Arrange every line of the material below as a numbered list, omitting any blank lines.

[Location identification items]
———

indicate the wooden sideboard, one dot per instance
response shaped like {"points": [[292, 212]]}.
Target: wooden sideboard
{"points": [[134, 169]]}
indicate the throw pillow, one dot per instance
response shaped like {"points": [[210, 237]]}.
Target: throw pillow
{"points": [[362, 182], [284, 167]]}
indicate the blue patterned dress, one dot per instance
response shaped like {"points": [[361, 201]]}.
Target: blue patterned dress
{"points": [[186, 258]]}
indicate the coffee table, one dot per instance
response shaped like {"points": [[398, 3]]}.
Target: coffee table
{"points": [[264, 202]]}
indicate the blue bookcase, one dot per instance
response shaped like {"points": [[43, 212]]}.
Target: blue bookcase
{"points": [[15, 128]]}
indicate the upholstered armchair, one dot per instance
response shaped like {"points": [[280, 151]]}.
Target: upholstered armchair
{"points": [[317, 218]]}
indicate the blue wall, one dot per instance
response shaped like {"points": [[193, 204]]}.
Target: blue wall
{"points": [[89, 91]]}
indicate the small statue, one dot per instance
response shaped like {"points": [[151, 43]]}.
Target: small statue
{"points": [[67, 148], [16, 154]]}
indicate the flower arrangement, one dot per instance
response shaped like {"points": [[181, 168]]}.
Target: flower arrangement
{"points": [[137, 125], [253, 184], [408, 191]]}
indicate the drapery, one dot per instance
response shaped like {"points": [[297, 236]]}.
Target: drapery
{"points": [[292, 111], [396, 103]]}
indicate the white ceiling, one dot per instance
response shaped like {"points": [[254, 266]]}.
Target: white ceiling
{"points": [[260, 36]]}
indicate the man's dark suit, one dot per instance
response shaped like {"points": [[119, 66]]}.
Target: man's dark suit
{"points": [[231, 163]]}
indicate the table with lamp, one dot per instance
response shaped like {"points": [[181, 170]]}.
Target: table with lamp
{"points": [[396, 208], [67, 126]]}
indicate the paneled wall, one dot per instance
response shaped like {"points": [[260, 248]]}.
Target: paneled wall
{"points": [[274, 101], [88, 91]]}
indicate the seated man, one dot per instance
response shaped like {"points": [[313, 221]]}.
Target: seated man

———

• THE RESULT:
1. indicate the wooden sideboard, one dot per instance
2. response shaped like {"points": [[292, 212]]}.
3. Target: wooden sideboard
4. {"points": [[134, 169]]}
5. indicate the throw pillow, one dot per instance
6. response shaped like {"points": [[210, 237]]}.
7. Target: throw pillow
8. {"points": [[362, 182], [284, 167]]}
9. indicate the blue patterned dress, one dot per instance
10. response shaped like {"points": [[361, 201]]}.
11. Target: blue patterned dress
12. {"points": [[186, 258]]}
13. indicate the coffee table, one dot per instance
14. response shaped like {"points": [[398, 3]]}.
15. Target: coffee table
16. {"points": [[264, 202]]}
17. indicate the blue bookcase, one dot per instance
18. response shaped like {"points": [[43, 212]]}.
19. Target: blue bookcase
20. {"points": [[15, 128]]}
21. indicate the upholstered armchair, one dot per instance
22. response shaped like {"points": [[280, 151]]}.
23. Target: upholstered armchair
24. {"points": [[317, 218]]}
25. indicate the blue wall, one dot per instance
26. response shaped like {"points": [[193, 204]]}.
27. Target: blue wall
28. {"points": [[89, 91]]}
29. indicate the small statue, one dot per instance
30. response shaped like {"points": [[151, 43]]}.
31. Target: small statue
32. {"points": [[67, 148], [16, 154]]}
33. indicate the flower arrangement, one dot per instance
34. response shaped like {"points": [[181, 168]]}.
35. Target: flower arrangement
36. {"points": [[137, 125], [253, 184], [408, 191]]}
37. indicate the drapery, one dot per instance
38. response shaped like {"points": [[297, 236]]}.
39. Target: drapery
40. {"points": [[292, 111], [396, 103]]}
41. indicate the white ceiling, one dot per instance
42. response shaped like {"points": [[254, 266]]}.
43. Target: white ceiling
44. {"points": [[260, 36]]}
45. indicate the man's dark suit, one dot per instance
46. response shaped like {"points": [[119, 66]]}.
47. Target: man's dark suit
48. {"points": [[231, 163]]}
49. indicate the table with lamp, one dot per instance
50. response shaped like {"points": [[181, 170]]}.
51. Target: table with lamp
52. {"points": [[396, 208], [67, 126]]}
53. indicate the paneled wall, one dot per instance
54. response shaped like {"points": [[260, 248]]}.
55. Target: paneled wall
56. {"points": [[274, 101], [88, 91]]}
57. indicate the seated man, one dot per instance
58. response shaped like {"points": [[313, 221]]}.
59. Target: seated man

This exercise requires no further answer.